The task =
The entries below must be restated word for word.

Material for the task =
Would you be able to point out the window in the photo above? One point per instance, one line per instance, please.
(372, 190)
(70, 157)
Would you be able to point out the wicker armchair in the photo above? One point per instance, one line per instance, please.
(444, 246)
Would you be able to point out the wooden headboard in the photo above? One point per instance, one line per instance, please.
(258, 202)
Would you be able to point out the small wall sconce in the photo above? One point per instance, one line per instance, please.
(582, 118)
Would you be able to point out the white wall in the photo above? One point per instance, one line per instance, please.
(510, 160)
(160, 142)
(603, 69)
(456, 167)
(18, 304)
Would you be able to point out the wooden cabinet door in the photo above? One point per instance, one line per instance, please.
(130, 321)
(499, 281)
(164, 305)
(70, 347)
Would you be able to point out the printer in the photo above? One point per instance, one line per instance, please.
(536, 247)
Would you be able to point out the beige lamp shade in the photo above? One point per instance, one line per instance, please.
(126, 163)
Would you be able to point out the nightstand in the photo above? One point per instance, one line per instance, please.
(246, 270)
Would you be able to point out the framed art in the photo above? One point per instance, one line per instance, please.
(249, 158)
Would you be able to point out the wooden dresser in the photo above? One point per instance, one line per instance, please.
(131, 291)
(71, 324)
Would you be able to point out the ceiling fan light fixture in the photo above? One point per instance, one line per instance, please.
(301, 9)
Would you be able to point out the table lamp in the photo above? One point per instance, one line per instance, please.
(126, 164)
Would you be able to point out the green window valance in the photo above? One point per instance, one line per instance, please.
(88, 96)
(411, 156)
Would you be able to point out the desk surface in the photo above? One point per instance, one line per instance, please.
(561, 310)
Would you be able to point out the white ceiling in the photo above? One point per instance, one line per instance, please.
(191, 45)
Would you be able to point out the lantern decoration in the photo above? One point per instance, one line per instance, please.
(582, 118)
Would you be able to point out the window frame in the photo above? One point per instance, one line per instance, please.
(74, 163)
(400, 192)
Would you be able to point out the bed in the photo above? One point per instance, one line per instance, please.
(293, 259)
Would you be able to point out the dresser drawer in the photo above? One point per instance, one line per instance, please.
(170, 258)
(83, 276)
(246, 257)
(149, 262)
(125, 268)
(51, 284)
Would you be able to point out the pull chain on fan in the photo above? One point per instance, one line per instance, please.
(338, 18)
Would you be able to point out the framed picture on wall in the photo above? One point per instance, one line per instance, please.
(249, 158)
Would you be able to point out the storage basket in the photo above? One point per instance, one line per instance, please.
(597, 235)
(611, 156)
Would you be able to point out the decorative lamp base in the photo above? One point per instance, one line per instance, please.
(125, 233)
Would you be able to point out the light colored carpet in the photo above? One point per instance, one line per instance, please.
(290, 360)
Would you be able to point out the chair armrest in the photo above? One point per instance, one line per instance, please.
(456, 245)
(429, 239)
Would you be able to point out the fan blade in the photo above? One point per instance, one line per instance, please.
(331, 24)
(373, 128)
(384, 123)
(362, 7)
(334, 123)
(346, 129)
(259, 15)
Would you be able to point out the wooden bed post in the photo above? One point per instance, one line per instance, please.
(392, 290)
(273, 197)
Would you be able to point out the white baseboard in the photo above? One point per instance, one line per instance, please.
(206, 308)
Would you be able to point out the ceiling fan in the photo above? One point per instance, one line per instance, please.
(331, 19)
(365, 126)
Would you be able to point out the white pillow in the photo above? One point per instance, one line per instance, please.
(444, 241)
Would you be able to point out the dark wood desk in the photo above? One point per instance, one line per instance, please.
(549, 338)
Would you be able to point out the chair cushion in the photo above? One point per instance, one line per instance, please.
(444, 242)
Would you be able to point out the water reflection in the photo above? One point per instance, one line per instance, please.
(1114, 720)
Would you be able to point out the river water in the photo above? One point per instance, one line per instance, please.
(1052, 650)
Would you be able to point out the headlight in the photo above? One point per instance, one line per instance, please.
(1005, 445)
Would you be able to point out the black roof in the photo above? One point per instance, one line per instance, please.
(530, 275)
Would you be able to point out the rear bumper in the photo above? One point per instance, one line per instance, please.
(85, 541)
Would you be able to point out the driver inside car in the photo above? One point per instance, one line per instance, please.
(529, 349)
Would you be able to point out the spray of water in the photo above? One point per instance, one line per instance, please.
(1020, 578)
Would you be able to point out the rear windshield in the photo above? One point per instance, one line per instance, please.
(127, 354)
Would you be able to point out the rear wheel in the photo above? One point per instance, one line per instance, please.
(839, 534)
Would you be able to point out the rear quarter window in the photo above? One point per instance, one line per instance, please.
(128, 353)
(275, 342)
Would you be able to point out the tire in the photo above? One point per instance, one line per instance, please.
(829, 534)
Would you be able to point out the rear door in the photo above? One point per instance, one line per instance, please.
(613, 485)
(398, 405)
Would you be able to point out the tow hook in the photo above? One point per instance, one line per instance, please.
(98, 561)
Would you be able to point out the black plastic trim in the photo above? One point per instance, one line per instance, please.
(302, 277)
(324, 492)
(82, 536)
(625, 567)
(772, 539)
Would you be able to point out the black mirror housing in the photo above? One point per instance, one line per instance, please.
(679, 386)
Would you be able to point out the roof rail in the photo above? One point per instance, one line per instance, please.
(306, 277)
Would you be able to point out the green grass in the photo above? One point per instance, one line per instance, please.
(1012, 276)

Your response =
Would you be able to point out the window in the photo above? One point per instance, one line per instance, please.
(372, 190)
(70, 157)
Would you be able to point out the wicker armchair in the photo above? One point per instance, one line per instance, please.
(444, 246)
Would you be able to point out the wooden headboard in the photo above? One point per instance, one line per instance, please.
(258, 202)
Would you be able to point out the small wall sconce in the photo above? One point per instance, one line per instance, please.
(582, 118)
Would you be able to point out the white wall in the photo above? One point per instance, one line per instance, please.
(510, 160)
(160, 142)
(603, 69)
(456, 167)
(18, 304)
Would you be able to point out the wooden cabinet door in the photo above? One point per instance, one line per instance, please.
(130, 321)
(499, 281)
(164, 305)
(70, 347)
Would you be able to point out the printer in the photo above? One point per instance, one line per instance, please.
(536, 247)
Would you be able to point out the beige lamp shade in the photo above? One point per instance, one line per instance, please.
(126, 163)
Would you be able to point out the nightstand in the photo above? One point per instance, one line per instance, please.
(246, 270)
Would you be able to point out the framed art in the photo above? One point per instance, one line per instance, please.
(249, 158)
Would you be able to point out the wooden dresser in the photo above? One point per instance, one line per instance, please.
(131, 291)
(71, 324)
Would you be able to point out the ceiling fan light fixture in the photo above? One point per instance, one line per instance, please.
(301, 9)
Would you be able to point out the table lamp in the photo above? One point per instance, one line per instance, please.
(126, 164)
Would you be able to point out the green window valance in the photo above? One point per instance, one line per instance, please.
(88, 96)
(411, 156)
Would you be able to point out the desk surface in the photo above? One point per instance, one line per instance, please.
(561, 310)
Would you be able to point out the white ceiling in the photo above? One point per instance, one line per instance, please.
(191, 45)
Would you be able to point out the lantern decoration in the photo above? One point per instance, one line per instance, please.
(582, 118)
Would you be able to point out the window frame in the photo above? One point per instance, one line per instance, please.
(74, 163)
(400, 192)
Would you be able to point out the bed in the photo above? One point per instance, one line per instance, please.
(293, 259)
Would you be able to point out the dresser drawer in the photo above? One point per instance, one line per instance, please.
(170, 258)
(83, 276)
(246, 257)
(149, 262)
(125, 268)
(51, 284)
Would you be able to point out the pull chain on fan in the photo above? One point per instance, one line per instance, please.
(338, 18)
Would you be able to point out the framed picture on wall in the photo above? One point per instance, one line per instance, please.
(249, 158)
Would you be able to point out the storage basket in the photo above? One point per instance, one line per instance, please.
(597, 235)
(611, 156)
Would you be able to point out the decorative lamp base in the photo above? One point per instance, one line per instance, please.
(125, 233)
Would you be able to point out the light colored carpet in the photo above? One point per instance, one line per instance, please.
(290, 360)
Would you be able to point out the chair armrest in the photo above? One point per instance, one line per instance, please.
(456, 245)
(429, 239)
Would you be able to point out the fan blade in the photo above? One point per instance, one line per instance, please.
(331, 24)
(373, 128)
(384, 123)
(362, 7)
(334, 123)
(346, 129)
(259, 15)
Would you be able to point out the wooden bed post in the photo above? One point per instance, one line per instance, please.
(392, 290)
(273, 197)
Would you be able to point out the white baseboard in the photo above? One point per instance, one line per instance, please.
(206, 308)
Would you be able to point out the ceiling fan in the photo above? One point per instance, one line per instance, please.
(331, 19)
(365, 126)
Would you be able to point out the white pillow in the photo above? One point per instance, one line per instance, please.
(444, 241)
Would you be able to point out the dark wood desk in the photo above? One point per instance, one line per instance, please.
(549, 338)
Would you be able to point out the chair cushion in the photo above? One point per instance, one line per instance, please.
(444, 242)
Would you be able to point out the water reflection in the photo above? One point per instance, one line per instance, please.
(1114, 720)
Would you be able to point out the river water in the photo above? One point per instance, one line per instance, please.
(1052, 650)
Would you be able to point out the headlight in the photo above? One point per instance, one line per instance, please.
(1005, 445)
Would you be able to point out the black roof in the photo above? One point per instance, one line per instance, please.
(530, 275)
Would you be able to point out the rear bumper in the photo above? One point per instance, one line per instance, please.
(85, 541)
Would you be able to point out the driver inside car in the photo above? One point per instance, one line per instance, please.
(529, 349)
Would you be able to point out the spray of water in the photo above? One point per instance, one line per instance, please.
(1020, 578)
Would you be able to point out the rear windshield in the photo above? One point per instance, one line per instance, please.
(127, 354)
Would you be able to point out the rear wheel in the photo above? One point per instance, one line per instance, please.
(839, 534)
Would you be able to point out the rear quarter window in the photo above? One point per instance, one line per instance, please.
(128, 353)
(275, 342)
Would you be able to point out the tire in the photo above? One point per instance, one line per instance, please.
(829, 534)
Would you be able to point out the rear door in the photo above? One point per instance, one line per instance, please.
(613, 485)
(398, 405)
Would you be able to point out the tow hook in the photo above? One point per instance, one line per instance, please.
(98, 561)
Would you be able to point out the black plastic trim in the photo above? One point per instance, one line per instance, please.
(302, 277)
(324, 492)
(82, 536)
(625, 567)
(772, 539)
Would you be able to point out the black mirror housing in the photo above? One point per instance, one line per instance, please.
(679, 386)
Would you be able to point out the roof rail in the photo above? One point per instance, one line per instance, please.
(306, 277)
Would you be able to point out the green grass in the photo above? One point per instance, one line per instance, please.
(1012, 276)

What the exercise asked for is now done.